===== Data supplied

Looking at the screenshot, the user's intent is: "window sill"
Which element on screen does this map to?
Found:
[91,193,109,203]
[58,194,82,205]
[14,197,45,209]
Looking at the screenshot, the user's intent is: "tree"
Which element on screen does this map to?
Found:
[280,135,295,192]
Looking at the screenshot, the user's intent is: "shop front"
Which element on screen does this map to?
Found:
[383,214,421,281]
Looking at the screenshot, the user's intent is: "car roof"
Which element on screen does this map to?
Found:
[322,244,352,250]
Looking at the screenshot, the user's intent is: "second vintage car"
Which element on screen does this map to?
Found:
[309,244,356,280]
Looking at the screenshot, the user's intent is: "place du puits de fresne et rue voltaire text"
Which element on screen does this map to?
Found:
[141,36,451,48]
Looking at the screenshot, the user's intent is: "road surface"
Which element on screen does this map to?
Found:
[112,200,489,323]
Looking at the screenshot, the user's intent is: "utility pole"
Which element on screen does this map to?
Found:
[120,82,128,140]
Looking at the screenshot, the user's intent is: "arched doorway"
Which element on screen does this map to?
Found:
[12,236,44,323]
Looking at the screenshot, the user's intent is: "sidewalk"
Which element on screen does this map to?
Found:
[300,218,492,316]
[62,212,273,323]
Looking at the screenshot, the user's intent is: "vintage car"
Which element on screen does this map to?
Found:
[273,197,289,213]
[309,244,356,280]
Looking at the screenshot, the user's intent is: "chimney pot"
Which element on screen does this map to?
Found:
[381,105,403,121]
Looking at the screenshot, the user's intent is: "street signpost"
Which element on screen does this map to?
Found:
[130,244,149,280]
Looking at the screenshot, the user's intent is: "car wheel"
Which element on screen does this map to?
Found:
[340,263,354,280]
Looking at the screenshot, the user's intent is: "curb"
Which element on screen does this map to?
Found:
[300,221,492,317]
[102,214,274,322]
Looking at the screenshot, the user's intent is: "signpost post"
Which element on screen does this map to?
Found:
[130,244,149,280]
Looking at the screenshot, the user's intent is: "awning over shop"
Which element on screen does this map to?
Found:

==========

Your instructions:
Copy out each line of the items above that contains the word "signpost".

Exercise output:
Looking at the screenshot, the user's intent is: "street signpost"
Looking at the screenshot, the user's intent is: "signpost post"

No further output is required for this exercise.